The exercise:
Reproduce verbatim the lines between the line holding "On this screenshot, the eyeglass frame" and the line holding "[260,428,327,473]", inclusive.

Raw records:
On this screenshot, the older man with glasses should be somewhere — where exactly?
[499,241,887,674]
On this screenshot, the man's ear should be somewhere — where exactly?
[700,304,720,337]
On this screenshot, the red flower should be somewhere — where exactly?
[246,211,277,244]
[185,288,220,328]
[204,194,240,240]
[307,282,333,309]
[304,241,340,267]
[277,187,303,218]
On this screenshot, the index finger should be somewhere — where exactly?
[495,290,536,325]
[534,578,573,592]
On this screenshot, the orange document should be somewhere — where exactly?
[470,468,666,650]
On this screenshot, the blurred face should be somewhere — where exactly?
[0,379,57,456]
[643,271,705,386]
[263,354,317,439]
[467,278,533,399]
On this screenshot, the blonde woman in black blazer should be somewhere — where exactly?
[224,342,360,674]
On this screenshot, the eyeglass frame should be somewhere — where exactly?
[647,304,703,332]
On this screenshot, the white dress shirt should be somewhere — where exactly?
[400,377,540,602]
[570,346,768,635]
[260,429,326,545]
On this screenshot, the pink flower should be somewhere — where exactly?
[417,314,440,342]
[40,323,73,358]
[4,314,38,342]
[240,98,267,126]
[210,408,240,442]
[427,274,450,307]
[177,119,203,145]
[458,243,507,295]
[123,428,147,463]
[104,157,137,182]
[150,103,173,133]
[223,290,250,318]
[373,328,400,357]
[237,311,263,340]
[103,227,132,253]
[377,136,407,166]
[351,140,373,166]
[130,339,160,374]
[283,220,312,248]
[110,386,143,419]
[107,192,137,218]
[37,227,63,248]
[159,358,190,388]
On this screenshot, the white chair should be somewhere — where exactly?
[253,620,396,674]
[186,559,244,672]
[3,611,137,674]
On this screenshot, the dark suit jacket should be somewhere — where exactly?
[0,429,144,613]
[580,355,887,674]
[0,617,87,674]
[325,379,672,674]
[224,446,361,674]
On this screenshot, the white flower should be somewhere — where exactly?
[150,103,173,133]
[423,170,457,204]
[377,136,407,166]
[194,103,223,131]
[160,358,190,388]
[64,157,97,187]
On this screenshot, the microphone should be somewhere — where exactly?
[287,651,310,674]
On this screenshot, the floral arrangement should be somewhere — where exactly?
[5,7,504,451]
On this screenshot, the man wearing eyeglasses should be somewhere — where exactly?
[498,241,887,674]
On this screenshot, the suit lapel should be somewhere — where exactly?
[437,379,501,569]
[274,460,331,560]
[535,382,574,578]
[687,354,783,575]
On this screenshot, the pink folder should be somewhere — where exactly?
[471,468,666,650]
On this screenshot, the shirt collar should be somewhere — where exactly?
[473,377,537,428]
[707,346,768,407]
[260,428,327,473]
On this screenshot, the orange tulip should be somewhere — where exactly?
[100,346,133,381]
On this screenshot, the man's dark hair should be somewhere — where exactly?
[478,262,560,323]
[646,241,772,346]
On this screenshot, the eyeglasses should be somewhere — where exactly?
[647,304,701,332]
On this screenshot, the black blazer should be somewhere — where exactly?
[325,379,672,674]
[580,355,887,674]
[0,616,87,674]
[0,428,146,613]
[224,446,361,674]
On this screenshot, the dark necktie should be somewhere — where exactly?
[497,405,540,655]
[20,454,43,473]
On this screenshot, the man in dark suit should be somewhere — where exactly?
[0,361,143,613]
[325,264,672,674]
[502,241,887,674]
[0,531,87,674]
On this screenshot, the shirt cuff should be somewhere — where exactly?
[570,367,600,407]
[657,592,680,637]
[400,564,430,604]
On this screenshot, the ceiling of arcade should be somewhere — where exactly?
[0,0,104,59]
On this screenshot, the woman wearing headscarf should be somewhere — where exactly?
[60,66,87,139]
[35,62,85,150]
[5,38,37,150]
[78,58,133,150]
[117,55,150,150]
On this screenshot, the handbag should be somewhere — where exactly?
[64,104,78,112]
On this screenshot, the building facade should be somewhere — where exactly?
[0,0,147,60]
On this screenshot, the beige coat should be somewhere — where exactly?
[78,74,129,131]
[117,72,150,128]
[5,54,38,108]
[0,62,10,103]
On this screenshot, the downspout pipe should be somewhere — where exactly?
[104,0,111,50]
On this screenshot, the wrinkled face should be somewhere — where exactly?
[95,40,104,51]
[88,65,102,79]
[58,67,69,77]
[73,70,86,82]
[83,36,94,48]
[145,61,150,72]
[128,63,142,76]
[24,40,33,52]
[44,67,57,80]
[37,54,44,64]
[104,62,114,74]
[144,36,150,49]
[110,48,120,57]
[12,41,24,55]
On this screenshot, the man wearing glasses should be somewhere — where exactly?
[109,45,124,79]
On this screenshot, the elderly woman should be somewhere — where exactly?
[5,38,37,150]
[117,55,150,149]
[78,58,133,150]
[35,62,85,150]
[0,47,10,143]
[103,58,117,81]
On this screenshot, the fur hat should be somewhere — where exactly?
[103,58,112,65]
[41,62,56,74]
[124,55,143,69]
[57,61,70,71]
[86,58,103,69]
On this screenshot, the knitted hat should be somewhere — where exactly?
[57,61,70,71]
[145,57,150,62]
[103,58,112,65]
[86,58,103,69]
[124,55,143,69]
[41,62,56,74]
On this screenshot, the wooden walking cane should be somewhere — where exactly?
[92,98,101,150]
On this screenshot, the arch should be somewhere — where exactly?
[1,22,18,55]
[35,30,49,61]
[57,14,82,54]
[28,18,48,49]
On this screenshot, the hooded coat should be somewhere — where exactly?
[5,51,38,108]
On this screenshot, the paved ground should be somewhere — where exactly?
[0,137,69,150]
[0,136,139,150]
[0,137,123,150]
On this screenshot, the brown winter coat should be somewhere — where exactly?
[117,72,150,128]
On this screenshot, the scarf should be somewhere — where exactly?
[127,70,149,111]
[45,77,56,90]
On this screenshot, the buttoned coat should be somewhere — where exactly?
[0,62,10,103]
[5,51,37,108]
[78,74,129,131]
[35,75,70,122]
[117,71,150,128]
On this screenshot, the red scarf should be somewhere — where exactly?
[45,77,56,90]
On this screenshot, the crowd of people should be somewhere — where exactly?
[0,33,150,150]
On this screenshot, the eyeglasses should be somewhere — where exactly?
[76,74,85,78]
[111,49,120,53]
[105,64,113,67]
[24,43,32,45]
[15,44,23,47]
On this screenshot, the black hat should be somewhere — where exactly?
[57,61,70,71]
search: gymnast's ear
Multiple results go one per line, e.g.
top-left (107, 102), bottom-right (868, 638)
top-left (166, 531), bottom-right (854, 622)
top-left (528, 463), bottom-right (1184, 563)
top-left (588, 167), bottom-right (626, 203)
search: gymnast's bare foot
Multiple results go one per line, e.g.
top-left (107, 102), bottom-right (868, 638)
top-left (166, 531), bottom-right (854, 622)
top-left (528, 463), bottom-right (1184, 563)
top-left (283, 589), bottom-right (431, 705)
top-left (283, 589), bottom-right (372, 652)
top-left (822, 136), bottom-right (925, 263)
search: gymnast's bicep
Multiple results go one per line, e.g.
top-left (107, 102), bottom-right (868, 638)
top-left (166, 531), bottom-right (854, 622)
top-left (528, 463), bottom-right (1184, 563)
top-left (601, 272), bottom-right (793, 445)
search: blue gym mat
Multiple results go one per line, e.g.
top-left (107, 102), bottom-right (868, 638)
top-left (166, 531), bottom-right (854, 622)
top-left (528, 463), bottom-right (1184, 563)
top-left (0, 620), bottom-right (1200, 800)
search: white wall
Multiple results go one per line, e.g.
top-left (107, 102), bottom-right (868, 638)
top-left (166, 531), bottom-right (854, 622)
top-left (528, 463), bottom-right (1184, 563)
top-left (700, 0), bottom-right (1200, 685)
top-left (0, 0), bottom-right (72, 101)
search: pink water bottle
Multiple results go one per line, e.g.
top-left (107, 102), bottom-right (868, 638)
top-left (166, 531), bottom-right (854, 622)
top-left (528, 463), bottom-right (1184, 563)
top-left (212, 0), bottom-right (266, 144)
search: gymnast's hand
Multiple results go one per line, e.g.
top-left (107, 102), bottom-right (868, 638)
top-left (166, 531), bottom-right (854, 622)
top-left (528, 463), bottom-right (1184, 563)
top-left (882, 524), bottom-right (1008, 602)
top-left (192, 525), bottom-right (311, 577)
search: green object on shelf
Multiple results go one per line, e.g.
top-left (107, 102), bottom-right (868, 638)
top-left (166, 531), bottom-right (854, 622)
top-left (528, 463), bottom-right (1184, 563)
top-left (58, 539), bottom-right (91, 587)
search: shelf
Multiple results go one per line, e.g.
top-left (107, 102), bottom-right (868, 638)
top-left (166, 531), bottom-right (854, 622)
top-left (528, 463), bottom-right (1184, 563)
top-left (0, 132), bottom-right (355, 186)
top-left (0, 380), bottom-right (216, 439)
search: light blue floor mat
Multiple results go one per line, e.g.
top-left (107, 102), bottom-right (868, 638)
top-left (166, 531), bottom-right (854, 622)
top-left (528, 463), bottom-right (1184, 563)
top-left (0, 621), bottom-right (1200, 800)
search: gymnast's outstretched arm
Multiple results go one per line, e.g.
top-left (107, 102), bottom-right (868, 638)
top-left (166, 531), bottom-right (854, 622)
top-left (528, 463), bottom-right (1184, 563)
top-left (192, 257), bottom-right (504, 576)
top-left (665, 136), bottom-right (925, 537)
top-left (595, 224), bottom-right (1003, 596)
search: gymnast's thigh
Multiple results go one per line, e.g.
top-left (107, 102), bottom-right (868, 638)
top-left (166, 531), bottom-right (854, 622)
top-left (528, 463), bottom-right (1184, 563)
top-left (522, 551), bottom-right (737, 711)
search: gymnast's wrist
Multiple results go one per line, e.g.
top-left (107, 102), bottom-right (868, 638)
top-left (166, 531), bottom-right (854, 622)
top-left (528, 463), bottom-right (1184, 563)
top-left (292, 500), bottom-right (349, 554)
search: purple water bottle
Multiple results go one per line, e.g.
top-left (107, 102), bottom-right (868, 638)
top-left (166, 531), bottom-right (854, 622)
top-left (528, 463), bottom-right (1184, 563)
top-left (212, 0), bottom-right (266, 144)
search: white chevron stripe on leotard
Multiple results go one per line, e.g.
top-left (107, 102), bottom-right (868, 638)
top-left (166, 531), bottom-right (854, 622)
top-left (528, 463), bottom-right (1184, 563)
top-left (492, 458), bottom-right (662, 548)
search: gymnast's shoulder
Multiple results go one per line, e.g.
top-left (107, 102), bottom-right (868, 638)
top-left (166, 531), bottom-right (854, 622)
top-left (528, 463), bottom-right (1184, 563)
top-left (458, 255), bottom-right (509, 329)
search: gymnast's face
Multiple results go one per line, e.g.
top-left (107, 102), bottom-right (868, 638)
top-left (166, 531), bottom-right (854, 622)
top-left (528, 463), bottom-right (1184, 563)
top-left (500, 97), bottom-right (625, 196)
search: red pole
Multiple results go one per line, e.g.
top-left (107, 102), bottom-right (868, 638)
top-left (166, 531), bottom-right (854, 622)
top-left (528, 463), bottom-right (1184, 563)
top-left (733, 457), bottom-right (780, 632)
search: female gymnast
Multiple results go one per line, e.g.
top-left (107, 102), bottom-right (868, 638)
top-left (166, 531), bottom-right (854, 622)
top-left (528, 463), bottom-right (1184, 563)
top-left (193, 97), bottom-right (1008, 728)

Answer to the task:
On this screenshot, the eyeglass frame should be somewhere — where exactly?
[647,304,703,332]
On this screenshot, the white dress shirt should be somewhere — where exactly?
[400,377,540,602]
[570,346,768,635]
[260,429,326,545]
On this screenshot, the pink flower should be somewhere — where exactly?
[417,314,440,342]
[40,323,73,358]
[4,314,38,342]
[240,98,267,126]
[210,408,240,442]
[427,274,450,307]
[177,119,203,145]
[458,243,507,295]
[123,428,147,463]
[104,157,137,182]
[150,103,173,133]
[223,290,250,318]
[373,328,400,357]
[237,311,263,340]
[103,227,132,253]
[377,136,407,166]
[351,140,373,166]
[130,339,160,374]
[283,220,312,248]
[110,386,143,419]
[107,192,137,218]
[37,227,63,248]
[159,358,190,388]
On this screenshot, the white chair should be somewhere — where exactly?
[253,620,396,674]
[186,559,244,672]
[3,611,137,674]
On this screenshot, the dark suit jacket should be somewhere — where exactly?
[0,429,144,613]
[580,355,887,674]
[0,617,87,674]
[325,379,672,674]
[224,446,361,674]
On this screenshot, the white flower should be somewhere — where exactly?
[150,103,173,133]
[423,170,457,204]
[377,136,407,166]
[194,103,223,131]
[160,358,190,388]
[64,157,97,187]
On this screenshot, the microphone should be somewhere — where exactly?
[287,651,310,674]
On this screenshot, the floral arrangement should be somewhere — where exactly?
[5,7,504,451]
On this screenshot, the man wearing eyeglasses should be somewhere — where exactly?
[498,241,887,674]
On this screenshot, the suit lapel should be somewhere — where exactly?
[437,379,501,569]
[274,460,331,560]
[535,382,574,578]
[687,354,783,575]
On this screenshot, the pink folder should be somewhere — where exactly?
[471,468,666,650]
On this screenshot, the shirt collar should be somewhere — where exactly?
[473,377,537,428]
[707,346,768,407]
[260,428,327,473]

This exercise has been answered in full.